## [TASK]
Wherever "potatoes" occurs in the entries, copy the line that holds it.

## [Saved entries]
--- START ---

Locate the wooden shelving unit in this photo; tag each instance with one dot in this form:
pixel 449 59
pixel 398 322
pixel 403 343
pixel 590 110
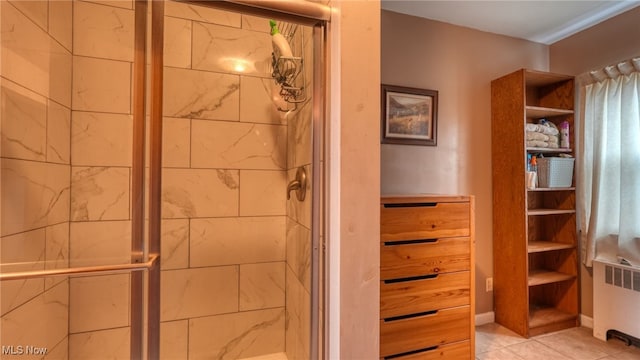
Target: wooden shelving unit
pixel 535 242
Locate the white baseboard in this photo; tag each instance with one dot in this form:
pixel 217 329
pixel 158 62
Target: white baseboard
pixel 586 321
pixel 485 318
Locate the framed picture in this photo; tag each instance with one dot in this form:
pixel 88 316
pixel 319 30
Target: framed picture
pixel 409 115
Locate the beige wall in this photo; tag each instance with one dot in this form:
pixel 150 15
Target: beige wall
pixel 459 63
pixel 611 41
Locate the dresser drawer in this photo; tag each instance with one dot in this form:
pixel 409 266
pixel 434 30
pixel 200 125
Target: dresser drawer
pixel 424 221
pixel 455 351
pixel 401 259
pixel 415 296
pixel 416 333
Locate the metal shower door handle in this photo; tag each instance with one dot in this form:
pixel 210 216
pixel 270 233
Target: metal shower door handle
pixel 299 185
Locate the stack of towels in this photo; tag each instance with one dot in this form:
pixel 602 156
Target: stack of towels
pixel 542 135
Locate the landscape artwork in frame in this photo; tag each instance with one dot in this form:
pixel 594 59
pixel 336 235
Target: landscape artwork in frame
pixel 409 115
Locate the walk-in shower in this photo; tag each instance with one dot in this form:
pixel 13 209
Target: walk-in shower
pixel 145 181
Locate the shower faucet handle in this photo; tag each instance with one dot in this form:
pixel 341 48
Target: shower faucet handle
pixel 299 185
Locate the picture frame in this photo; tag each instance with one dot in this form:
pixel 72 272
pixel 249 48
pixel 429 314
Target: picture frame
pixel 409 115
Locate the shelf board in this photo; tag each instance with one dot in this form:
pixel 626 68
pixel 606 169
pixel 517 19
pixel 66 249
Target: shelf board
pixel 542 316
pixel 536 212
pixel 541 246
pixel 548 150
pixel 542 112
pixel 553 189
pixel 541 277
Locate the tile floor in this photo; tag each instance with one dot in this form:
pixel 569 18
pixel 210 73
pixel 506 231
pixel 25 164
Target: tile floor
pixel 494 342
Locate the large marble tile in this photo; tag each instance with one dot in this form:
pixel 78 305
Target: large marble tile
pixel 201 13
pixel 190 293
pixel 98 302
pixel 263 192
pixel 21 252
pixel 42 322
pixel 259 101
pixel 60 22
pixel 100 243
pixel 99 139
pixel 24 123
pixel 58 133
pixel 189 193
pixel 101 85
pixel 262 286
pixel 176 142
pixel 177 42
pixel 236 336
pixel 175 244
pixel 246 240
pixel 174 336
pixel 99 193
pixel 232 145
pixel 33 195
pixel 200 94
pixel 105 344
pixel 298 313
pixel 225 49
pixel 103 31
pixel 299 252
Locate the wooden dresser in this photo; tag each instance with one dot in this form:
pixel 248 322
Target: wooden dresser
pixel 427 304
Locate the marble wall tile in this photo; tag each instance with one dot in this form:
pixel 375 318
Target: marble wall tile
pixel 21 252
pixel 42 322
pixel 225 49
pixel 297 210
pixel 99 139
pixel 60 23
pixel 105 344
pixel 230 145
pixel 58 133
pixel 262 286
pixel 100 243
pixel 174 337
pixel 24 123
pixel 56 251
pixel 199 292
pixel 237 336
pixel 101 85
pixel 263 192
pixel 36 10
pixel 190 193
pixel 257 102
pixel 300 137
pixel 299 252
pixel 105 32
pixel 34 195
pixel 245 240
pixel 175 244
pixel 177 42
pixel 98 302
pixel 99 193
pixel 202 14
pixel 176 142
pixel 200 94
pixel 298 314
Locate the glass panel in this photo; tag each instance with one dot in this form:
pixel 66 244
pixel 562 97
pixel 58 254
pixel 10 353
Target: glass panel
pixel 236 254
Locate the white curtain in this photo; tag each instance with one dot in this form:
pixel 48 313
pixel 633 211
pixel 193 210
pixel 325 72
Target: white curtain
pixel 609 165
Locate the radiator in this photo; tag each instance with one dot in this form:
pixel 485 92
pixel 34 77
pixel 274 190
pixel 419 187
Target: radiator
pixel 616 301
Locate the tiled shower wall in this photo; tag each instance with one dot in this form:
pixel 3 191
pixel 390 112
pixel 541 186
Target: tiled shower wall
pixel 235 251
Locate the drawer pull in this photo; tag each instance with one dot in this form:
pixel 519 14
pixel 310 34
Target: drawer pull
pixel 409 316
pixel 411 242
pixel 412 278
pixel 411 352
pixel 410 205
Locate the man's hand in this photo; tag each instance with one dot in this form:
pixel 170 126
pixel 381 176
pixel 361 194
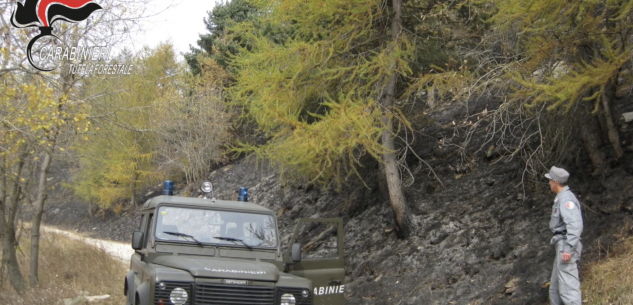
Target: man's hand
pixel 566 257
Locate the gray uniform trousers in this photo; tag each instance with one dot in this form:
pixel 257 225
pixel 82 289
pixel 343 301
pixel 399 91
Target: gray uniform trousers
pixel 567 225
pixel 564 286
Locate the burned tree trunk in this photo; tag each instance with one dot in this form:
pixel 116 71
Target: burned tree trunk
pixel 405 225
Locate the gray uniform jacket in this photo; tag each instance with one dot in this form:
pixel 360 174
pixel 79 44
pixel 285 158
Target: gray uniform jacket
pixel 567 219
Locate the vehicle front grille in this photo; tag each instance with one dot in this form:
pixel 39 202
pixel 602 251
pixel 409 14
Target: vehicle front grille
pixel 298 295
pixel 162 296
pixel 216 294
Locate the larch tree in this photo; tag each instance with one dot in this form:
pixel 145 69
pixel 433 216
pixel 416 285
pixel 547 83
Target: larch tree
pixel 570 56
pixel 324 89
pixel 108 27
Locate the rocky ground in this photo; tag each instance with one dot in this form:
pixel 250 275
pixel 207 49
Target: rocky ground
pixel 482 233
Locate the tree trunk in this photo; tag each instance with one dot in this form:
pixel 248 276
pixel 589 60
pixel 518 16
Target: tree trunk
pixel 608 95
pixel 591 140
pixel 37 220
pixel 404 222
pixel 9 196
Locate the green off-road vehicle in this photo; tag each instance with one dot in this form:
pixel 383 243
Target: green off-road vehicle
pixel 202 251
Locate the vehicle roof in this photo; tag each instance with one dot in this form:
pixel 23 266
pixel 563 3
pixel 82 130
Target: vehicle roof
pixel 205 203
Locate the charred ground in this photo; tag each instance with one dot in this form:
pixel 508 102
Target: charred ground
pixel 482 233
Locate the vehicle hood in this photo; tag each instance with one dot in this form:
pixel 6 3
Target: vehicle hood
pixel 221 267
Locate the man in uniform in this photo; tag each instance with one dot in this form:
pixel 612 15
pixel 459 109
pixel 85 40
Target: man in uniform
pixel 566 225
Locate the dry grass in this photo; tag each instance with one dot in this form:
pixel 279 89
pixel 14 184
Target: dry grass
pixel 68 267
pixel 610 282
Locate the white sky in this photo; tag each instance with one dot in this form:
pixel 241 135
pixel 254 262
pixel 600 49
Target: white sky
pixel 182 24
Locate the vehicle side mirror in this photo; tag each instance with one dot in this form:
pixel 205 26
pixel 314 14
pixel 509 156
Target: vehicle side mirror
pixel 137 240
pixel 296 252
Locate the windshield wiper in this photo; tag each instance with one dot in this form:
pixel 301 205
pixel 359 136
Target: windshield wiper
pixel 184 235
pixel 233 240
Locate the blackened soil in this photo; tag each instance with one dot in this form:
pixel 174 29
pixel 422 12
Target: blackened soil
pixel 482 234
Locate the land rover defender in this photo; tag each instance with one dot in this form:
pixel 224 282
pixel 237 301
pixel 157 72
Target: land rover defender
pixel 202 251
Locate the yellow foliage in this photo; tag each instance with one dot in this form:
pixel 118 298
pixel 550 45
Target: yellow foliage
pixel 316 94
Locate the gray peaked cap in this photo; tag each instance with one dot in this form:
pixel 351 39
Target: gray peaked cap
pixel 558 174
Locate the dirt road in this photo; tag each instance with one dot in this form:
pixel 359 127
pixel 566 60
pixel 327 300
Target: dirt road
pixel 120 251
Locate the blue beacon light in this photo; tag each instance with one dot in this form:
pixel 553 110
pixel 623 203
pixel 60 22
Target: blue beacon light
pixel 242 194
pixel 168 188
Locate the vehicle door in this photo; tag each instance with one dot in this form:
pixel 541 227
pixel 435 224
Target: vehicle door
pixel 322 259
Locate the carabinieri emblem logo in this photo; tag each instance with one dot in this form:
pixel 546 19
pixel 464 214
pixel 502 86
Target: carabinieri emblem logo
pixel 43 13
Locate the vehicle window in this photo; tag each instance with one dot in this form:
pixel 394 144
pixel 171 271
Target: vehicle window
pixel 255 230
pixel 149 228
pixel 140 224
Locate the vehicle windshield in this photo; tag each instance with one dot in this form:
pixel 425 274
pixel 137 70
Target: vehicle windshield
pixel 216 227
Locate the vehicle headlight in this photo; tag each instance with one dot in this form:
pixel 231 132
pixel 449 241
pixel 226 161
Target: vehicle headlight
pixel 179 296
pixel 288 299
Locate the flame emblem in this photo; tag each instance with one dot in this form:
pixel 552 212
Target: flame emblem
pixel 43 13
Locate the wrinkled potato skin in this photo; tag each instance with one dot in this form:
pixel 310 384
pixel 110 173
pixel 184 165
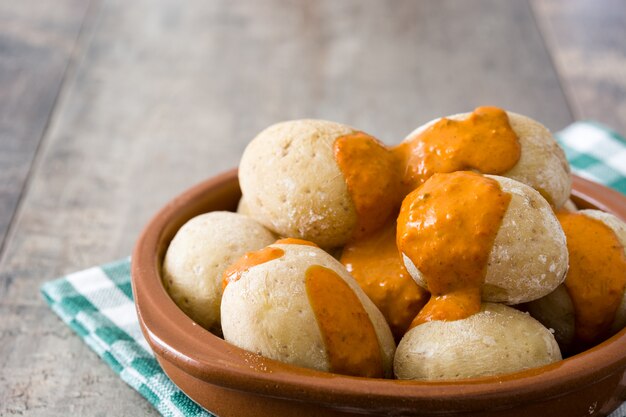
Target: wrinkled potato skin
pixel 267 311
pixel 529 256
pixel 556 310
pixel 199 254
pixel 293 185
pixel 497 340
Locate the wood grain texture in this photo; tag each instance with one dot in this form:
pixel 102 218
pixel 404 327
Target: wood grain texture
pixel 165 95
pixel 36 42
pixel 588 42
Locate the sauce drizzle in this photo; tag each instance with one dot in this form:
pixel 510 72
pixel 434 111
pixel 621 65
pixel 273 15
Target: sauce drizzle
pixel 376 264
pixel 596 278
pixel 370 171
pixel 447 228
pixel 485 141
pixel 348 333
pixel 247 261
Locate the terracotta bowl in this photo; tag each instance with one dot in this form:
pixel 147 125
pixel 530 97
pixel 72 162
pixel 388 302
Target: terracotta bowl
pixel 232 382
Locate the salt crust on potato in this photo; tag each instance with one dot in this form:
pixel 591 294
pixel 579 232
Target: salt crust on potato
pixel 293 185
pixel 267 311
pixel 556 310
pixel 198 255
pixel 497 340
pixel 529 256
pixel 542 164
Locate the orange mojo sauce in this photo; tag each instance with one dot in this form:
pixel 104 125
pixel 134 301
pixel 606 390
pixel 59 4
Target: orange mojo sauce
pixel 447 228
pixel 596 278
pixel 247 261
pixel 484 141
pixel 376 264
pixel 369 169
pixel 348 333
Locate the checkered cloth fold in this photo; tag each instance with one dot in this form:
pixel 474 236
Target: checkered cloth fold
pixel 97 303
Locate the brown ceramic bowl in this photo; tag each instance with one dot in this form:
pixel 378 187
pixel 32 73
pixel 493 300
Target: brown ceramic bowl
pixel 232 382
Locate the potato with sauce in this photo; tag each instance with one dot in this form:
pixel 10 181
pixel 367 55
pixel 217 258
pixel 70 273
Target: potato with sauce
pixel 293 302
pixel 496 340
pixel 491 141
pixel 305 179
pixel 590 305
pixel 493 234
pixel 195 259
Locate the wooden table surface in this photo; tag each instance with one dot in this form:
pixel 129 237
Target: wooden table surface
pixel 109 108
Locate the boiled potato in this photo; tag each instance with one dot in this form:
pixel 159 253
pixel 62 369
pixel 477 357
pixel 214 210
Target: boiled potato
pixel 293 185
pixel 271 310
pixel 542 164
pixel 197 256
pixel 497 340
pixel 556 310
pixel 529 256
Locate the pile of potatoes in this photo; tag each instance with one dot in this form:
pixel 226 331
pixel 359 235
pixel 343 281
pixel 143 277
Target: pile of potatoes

--- END ---

## [EXPECTED ANSWER]
Locate the pile of potatoes in this photo; tag each instance with one dot in this form:
Target: pile of potatoes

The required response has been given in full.